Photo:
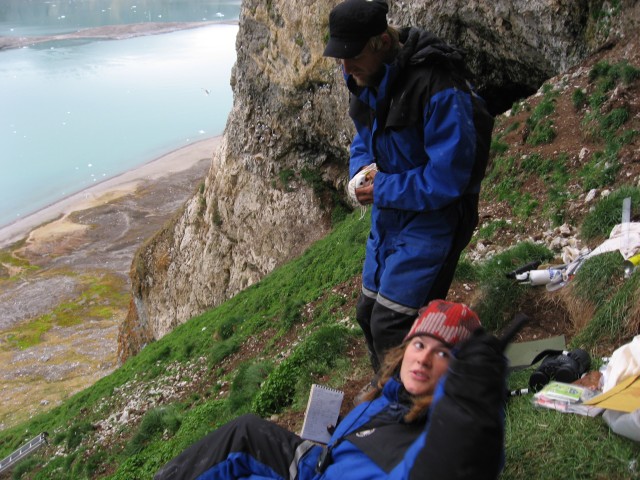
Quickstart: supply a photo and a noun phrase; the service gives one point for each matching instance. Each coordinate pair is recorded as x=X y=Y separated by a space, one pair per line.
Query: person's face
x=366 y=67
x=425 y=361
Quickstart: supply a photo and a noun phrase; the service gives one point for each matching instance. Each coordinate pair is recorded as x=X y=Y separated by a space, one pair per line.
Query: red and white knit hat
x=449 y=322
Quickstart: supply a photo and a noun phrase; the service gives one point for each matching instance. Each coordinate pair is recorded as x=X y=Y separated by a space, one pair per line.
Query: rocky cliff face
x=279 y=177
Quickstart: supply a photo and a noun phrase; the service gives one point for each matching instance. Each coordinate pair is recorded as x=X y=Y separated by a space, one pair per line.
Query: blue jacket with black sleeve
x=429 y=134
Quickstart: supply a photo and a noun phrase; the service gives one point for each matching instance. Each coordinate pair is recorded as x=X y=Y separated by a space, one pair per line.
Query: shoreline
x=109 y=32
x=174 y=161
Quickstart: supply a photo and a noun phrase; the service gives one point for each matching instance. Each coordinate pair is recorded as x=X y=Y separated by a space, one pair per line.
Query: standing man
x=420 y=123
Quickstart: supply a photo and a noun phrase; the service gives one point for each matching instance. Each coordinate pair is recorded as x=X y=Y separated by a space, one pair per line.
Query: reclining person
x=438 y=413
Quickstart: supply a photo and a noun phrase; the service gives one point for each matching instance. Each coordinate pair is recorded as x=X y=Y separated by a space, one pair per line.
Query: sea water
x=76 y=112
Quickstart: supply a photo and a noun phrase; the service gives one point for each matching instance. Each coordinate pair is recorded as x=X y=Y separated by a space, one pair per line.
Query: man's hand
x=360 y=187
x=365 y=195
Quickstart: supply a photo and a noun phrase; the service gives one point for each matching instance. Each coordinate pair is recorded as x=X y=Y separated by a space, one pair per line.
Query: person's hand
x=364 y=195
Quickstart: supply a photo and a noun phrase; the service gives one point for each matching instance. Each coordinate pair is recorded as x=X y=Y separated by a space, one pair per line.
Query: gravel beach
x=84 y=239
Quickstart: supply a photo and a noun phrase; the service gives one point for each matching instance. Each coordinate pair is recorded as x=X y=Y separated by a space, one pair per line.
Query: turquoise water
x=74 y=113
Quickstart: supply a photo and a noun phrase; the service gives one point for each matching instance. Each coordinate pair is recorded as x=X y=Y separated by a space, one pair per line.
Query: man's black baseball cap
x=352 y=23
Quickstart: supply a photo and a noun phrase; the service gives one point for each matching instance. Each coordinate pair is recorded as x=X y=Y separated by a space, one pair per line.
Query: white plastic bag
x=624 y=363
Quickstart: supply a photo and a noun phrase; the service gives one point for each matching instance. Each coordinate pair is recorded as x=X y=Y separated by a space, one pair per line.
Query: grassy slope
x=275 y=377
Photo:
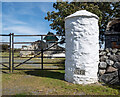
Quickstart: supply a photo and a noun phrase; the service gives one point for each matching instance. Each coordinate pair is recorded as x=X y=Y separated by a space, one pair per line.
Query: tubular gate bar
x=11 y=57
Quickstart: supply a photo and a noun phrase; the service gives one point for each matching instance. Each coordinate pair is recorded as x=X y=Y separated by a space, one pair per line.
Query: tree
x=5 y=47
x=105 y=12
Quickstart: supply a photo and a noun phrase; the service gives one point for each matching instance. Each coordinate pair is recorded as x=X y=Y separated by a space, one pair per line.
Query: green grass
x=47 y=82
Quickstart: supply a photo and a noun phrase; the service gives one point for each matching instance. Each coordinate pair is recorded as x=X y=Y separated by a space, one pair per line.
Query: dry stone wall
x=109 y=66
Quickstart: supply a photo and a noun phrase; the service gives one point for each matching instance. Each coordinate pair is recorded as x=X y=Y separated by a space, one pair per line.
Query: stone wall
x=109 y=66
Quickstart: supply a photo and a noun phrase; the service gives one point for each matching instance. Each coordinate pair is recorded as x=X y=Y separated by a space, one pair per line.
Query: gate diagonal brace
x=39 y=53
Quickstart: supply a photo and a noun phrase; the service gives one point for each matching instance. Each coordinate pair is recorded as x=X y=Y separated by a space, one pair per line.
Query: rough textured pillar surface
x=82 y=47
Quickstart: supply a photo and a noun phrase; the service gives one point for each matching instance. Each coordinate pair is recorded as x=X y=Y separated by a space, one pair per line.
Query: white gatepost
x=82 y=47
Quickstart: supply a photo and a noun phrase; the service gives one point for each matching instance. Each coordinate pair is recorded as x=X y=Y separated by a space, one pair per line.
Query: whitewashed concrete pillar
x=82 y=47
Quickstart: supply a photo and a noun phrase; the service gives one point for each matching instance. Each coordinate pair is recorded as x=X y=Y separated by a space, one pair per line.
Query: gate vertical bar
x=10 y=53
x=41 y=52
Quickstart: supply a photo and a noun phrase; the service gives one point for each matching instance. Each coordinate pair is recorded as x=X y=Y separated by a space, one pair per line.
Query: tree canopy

——————

### WHAT TO WORK ON
Each record should appear again exactly as it stands, with no picture included.

### SOLUTION TO THIS TASK
Photo:
Quickstart: supply a photo and a noun phrase; the service gives one point for each matching instance. Each coordinate pair is recorded as x=X y=Y separated by a space, one pair per line.
Query: person's face
x=366 y=67
x=425 y=361
Quickstart: supply a photo and a noun phrase; the service gives one point for each matching instance. Each coordinate pair is recorded as x=X y=Y separated by a space, one pair per line.
Query: red and white knit hat
x=449 y=322
Quickstart: supply a photo and a noun phrase; the service gives one point for each matching instance. Each coordinate pair is recorded as x=X y=Y separated by a space, one pair per line.
Query: rocky cliff face
x=279 y=177
Quickstart: supply a photo and a noun phrase; the service gives one point for each matching instance. Each coordinate pair is recorded as x=X y=Y separated by a space, one pair per line.
Query: blue jacket with black sleeve
x=429 y=134
Quickstart: supply a photo and a noun phrase; the service gives one point for each matching instance. Each coordinate pair is recorded as x=X y=Y separated by a space, one pair per line.
Query: shoreline
x=109 y=32
x=174 y=161
Quickstart: supply a photo and a noun phrase; the service gives one point for each matching instance. Each coordinate pair is recorded as x=X y=Y separated by a space, one pair per line.
Query: standing man
x=420 y=123
Quickstart: supply a photo and a noun phrase; the service gives one point for each matching instance. Each coordinate pair is recorded as x=X y=Y separated by a space, one pair per line.
Query: reclining person
x=438 y=413
Quickstart: supply a photo and a noun phrase; the service gives one point for each matching instance. Each coordinate pair is recorded as x=X y=Y separated by a space, one pair per line.
Query: sea water
x=76 y=112
Quickstart: supply a photo and a noun phrase; the service gives one point for each matching instance. Each coordinate pair is recorded as x=X y=Y separated by a space, one pair per line.
Query: man's hand
x=360 y=187
x=365 y=195
Quickstart: supply a photo and a noun phrase; the service gives one point for each matching instance. Each coordinate pair is recorded as x=X y=Y separated by a space, one pair per line.
Query: person's hand
x=364 y=195
Quickstart: supply a photo and a noun phrase; the service gives one point for each matching instance. Each coordinate pair is recorded as x=X y=Y separated by a space, one pair per line.
Query: gravel beach
x=84 y=239
Quickstart: supply a photo and a noun phrase; the service gives one point for each matching instance. Each coordinate pair is recorded as x=X y=Y separated by a space, one pair per line.
Query: turquoise water
x=74 y=113
Quickstart: supply a photo and a noun phrase; the service gives one point for each matching instance. Each coordinate pair is recorded as x=X y=Y separated by a space, one pair per line.
Query: man's black baseball cap
x=352 y=23
Quickstart: supply a photo and a noun phrase; the service gives one point for each matching instance. Each coordinate pair is recorded as x=X y=Y separated by a space, one pair per line.
Query: white plastic bag
x=624 y=363
Quickstart: supply a photo and a noun phrase; the service gives one point for each matching instance. Each coordinate pair is recorded as x=X y=Y separated by a space, one pair per line.
Query: grassy slope
x=275 y=377
Photo:
Quickstart: supply a photo and a noun phrase; the service gives one point for each matching instance. Each coordinate pair is recorded as x=X y=Y separated by a space, one pair per line.
Query: tubular gate bar
x=11 y=57
Quickstart: supply a photo and a noun phrase; the service gives one point for each matching instance. Each coordinate pair is recorded as x=X y=Y separated by a space, one pair per line.
Query: tree
x=5 y=47
x=105 y=12
Quickstart: supply a photo and a noun phrase; the service gives one point for each matching instance. Each coordinate pair is recorded as x=X y=Y separated by a space, one pair per line.
Query: green grass
x=47 y=82
Quickstart: supply a photo and a noun phrase; the service gives one point for each matching instance. Each coordinate pair is recorded as x=X y=Y separated by a space, one pair per line.
Query: dry stone wall
x=109 y=66
Quickstart: supply a photo and a noun phrase; the service gives one point for each matching instance. Each coordinate pair is recorded as x=X y=Y separated by a space, one pair per line.
Query: stone wall
x=109 y=66
Quickstart: supply a photo and a noun phrase; the service gives one point for each matching instance. Each coordinate pair is recorded as x=X y=Y separated by a space, one pair per line.
Query: gate diagonal brace
x=39 y=53
Quickstart: supply a photo and a noun phrase; the service gives one point for each matching instance. Each coordinate pair is recorded as x=X y=Y separated by a space, one pair per line.
Query: rough textured pillar surface
x=82 y=47
Quickstart: supply a photo and a noun phrase; the service gives one point for each matching instance. Each coordinate pair is recorded as x=X y=Y separated by a space, one pair per line.
Query: white gatepost
x=82 y=47
Quickstart: supply a photo and a noun phrase; the service gives one point for each matching instance. Each coordinate pair is recorded as x=X y=Y separated by a space, one pair per line.
Query: whitewashed concrete pillar
x=82 y=47
Quickstart: supply a photo and a noun phrase; the service gives one point for each matching instance. Each coordinate pair is recorded as x=X y=Y separated by a space, one pair per line.
Query: gate vertical bar
x=10 y=53
x=41 y=52
Quickstart: supply a photo and a noun phrase; the service gives one point for each matching instance. Each coordinate pair is recorded as x=X y=Y separated by a space, one pair per line.
Query: tree canopy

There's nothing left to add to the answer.